• **Page text**:
------------

In fact, Anti-Oedipus is probably the text that comes to the fore more than any other in Letters and Other Texts, owing not just to this correspondence, but the long interview conducted with Deleuze and Guattari by Raymond Bellour, which I will come to later.

I will not go into too much detail about the ‘writings of youth’, not only because Deleuze renounced them later on, but because they are not of as much interest as the letters and ‘diverse texts’. Suffice it to say that there are some early essays and book introductions here, including the first essay Deleuze published: ‘description of women’. It is understandable, given Deleuze’s later writings, why he distanced himself from work like this. Not to say that the essay is bad, or uninteresting, but it is of a completely different style and orientation than his mature philosophy. It clearly bears influence from Sartre and phenomenology, and is of a decidedly existentialist bent both in style and content, as passages like this show:

Major principle: things did not wait for me to have their meaning. Or at least, which comes to the same from a descriptive standpoint, I am not aware that they waited for me. Meaning is objectively inscribed in the thing: there is something tiring, and that is all. This big, round sun, this climbing road, this fatigue in the lower back. I do not have anything to do with it. I am not the one who is tired. I do not invent anything, I do not project anything, I do not bring anything into the world, I am nothing, not even a nothing, especially not: nothing more than an expression. I do not attach my little meanings onto things. The object does not have a meaning, it is its meaning. (254)

Again, this is by no means a poor essay, but the kind of work Deleuze would go on to do and the philosophers he would later most associate himself with are completely different. He goes on to criticise phenomenology and place importance on philosophers that were at the time not studied that much in France. Deleuze was working in a time where ‘the three Hs’ – Hegel, Husserl, Heidegger – were prevalent in French philosophy education. Deleuze eschewed this tradition and the major philosophy of the day (existentialism, Marxism, phenomenology) in favour of what he sometimes called the ‘minor’ history of philosophy, which he found more productive: Hume, Spinoza, Proust, Nietzsche, Bergson. Deleuze’s mature work would amount to a criticism of the movements, styles and philosophers he shows more allegiance to in his early essays  – but they are nonetheless of interest for the topics he discusses.

------------

In the Deleuze text, which three philosophers made up "the three Hs"? The lines are not needed for anything here.

------------

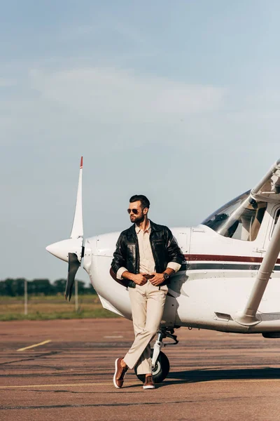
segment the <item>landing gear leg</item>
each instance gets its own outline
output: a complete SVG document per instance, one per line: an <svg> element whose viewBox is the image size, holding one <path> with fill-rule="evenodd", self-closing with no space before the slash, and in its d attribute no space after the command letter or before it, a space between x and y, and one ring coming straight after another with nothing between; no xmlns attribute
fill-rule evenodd
<svg viewBox="0 0 280 421"><path fill-rule="evenodd" d="M162 382L169 373L169 361L167 356L164 354L161 349L164 345L163 339L170 338L174 341L174 344L166 344L167 345L176 345L178 344L177 337L174 334L174 329L162 328L158 333L158 339L155 341L154 347L151 349L150 358L152 359L152 371L153 379L155 383ZM136 368L134 368L135 374L141 382L145 381L144 374L137 374Z"/></svg>

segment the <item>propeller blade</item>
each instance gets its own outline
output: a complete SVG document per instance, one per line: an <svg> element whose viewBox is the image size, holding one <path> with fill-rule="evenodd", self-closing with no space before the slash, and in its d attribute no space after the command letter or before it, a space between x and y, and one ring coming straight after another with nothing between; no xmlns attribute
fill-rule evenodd
<svg viewBox="0 0 280 421"><path fill-rule="evenodd" d="M68 260L68 276L65 288L65 300L67 300L68 296L69 297L69 301L71 300L76 274L77 273L80 265L80 262L79 262L76 253L69 253Z"/></svg>
<svg viewBox="0 0 280 421"><path fill-rule="evenodd" d="M71 239L78 239L83 236L83 206L82 206L82 181L83 181L83 156L80 158L80 174L78 184L77 200L74 219L73 221Z"/></svg>

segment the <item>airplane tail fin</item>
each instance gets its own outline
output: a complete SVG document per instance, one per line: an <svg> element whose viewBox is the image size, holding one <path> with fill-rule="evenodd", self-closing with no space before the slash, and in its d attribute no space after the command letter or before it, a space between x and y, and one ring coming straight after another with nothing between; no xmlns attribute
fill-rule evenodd
<svg viewBox="0 0 280 421"><path fill-rule="evenodd" d="M65 299L72 295L73 286L76 274L80 266L83 258L83 228L82 206L82 180L83 180L83 156L80 159L79 180L78 184L77 199L72 230L70 239L54 243L46 247L47 251L52 255L68 262L68 276L65 289Z"/></svg>

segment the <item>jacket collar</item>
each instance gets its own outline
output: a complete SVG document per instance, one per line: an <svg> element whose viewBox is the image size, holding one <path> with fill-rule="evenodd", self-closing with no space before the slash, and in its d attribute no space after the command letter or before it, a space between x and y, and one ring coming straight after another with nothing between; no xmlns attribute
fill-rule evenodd
<svg viewBox="0 0 280 421"><path fill-rule="evenodd" d="M161 231L162 228L160 225L158 225L158 224L155 224L155 222L153 222L153 221L150 220L150 232L153 232L153 231ZM136 231L135 231L135 224L133 224L133 225L132 225L130 227L130 228L128 229L128 232L130 235L132 235L133 236L136 236Z"/></svg>

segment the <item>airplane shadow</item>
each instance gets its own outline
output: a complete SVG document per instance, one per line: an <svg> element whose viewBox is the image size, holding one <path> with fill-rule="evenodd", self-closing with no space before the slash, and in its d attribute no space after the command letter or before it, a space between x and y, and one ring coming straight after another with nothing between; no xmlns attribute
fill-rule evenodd
<svg viewBox="0 0 280 421"><path fill-rule="evenodd" d="M216 370L190 370L170 372L169 376L161 384L165 386L171 384L197 383L211 380L265 380L280 378L280 368L263 367L260 368L232 368Z"/></svg>

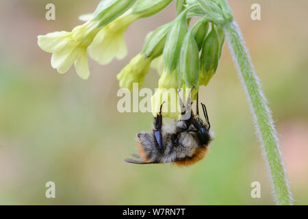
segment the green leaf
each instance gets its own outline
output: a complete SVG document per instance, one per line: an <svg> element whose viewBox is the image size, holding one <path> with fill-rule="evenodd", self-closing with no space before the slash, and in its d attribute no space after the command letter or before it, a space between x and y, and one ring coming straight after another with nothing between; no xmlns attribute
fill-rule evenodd
<svg viewBox="0 0 308 219"><path fill-rule="evenodd" d="M171 24L169 23L158 27L147 38L142 50L147 57L154 59L162 54Z"/></svg>
<svg viewBox="0 0 308 219"><path fill-rule="evenodd" d="M218 34L212 24L211 31L203 43L201 57L201 68L205 73L209 72L210 70L214 72L216 70L218 66L220 44Z"/></svg>
<svg viewBox="0 0 308 219"><path fill-rule="evenodd" d="M217 34L218 35L218 39L219 39L218 59L220 59L220 56L221 56L221 52L222 51L222 47L224 46L224 29L221 27L214 25L214 28L216 29Z"/></svg>
<svg viewBox="0 0 308 219"><path fill-rule="evenodd" d="M231 22L233 20L233 12L226 0L216 0L222 10L222 13L224 18L229 21Z"/></svg>
<svg viewBox="0 0 308 219"><path fill-rule="evenodd" d="M165 68L172 73L177 68L183 40L188 31L187 11L182 12L175 20L167 36L163 57Z"/></svg>
<svg viewBox="0 0 308 219"><path fill-rule="evenodd" d="M165 8L172 0L137 0L131 8L132 14L140 17L147 17L158 13Z"/></svg>
<svg viewBox="0 0 308 219"><path fill-rule="evenodd" d="M97 27L108 23L126 12L136 0L105 0L101 1L93 13L92 20L99 20Z"/></svg>
<svg viewBox="0 0 308 219"><path fill-rule="evenodd" d="M179 15L185 9L186 0L177 0L175 8L177 8L177 14Z"/></svg>
<svg viewBox="0 0 308 219"><path fill-rule="evenodd" d="M183 41L177 70L188 88L197 87L200 72L199 50L192 30L188 32Z"/></svg>

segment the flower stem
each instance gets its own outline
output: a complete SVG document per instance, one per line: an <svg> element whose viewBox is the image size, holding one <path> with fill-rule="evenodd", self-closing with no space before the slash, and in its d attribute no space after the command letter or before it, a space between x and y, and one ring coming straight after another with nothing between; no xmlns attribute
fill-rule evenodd
<svg viewBox="0 0 308 219"><path fill-rule="evenodd" d="M255 129L269 167L276 202L277 205L292 205L293 200L287 179L287 172L281 160L281 151L271 112L263 94L259 77L255 72L248 49L235 21L227 24L224 31L238 75L246 91Z"/></svg>

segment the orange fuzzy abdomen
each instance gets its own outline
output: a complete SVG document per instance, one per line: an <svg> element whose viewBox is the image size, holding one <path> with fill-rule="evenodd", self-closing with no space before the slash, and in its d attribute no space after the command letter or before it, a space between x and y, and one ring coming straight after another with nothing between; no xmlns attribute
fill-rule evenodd
<svg viewBox="0 0 308 219"><path fill-rule="evenodd" d="M209 151L209 148L204 145L202 148L196 149L192 157L184 158L181 160L175 162L175 164L179 166L192 165L203 159Z"/></svg>

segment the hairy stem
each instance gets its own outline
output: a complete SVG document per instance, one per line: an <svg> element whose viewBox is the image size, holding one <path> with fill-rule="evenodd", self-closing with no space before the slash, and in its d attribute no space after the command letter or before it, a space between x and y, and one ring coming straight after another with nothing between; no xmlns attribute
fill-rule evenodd
<svg viewBox="0 0 308 219"><path fill-rule="evenodd" d="M281 151L271 112L263 94L259 79L255 72L248 49L235 21L226 25L224 31L238 75L246 91L255 129L270 170L276 202L278 205L292 205L293 200L287 179L287 172L281 160Z"/></svg>

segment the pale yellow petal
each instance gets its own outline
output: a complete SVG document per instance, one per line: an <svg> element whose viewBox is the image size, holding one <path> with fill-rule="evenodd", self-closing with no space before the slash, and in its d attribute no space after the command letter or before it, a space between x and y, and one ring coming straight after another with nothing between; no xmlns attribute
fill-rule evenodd
<svg viewBox="0 0 308 219"><path fill-rule="evenodd" d="M87 79L90 75L89 66L88 64L88 57L86 51L81 52L79 57L75 62L76 72L81 79Z"/></svg>
<svg viewBox="0 0 308 219"><path fill-rule="evenodd" d="M70 42L70 32L56 31L38 36L38 46L48 53L53 53L67 46Z"/></svg>
<svg viewBox="0 0 308 219"><path fill-rule="evenodd" d="M114 57L122 60L127 55L123 33L111 31L108 27L97 34L88 51L91 58L101 65L110 63Z"/></svg>
<svg viewBox="0 0 308 219"><path fill-rule="evenodd" d="M121 60L127 55L127 47L126 47L123 35L119 36L117 42L118 48L116 49L116 57L118 60Z"/></svg>
<svg viewBox="0 0 308 219"><path fill-rule="evenodd" d="M151 64L151 68L154 68L157 71L157 73L161 75L164 71L164 60L162 55L155 58Z"/></svg>
<svg viewBox="0 0 308 219"><path fill-rule="evenodd" d="M64 49L59 52L53 53L51 56L51 66L56 68L60 74L64 74L70 69L79 55L77 50Z"/></svg>
<svg viewBox="0 0 308 219"><path fill-rule="evenodd" d="M92 13L90 13L90 14L81 14L78 17L78 19L79 19L81 21L88 21L90 20L91 20L93 18L93 14Z"/></svg>

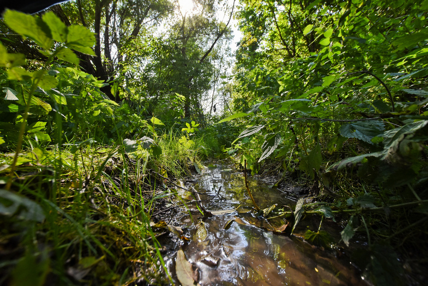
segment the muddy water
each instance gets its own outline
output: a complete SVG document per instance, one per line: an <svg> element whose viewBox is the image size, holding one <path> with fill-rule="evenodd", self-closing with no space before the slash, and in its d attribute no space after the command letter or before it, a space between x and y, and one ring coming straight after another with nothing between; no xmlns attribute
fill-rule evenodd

------------

• **Response**: Hegel, Husserl, and Heidegger.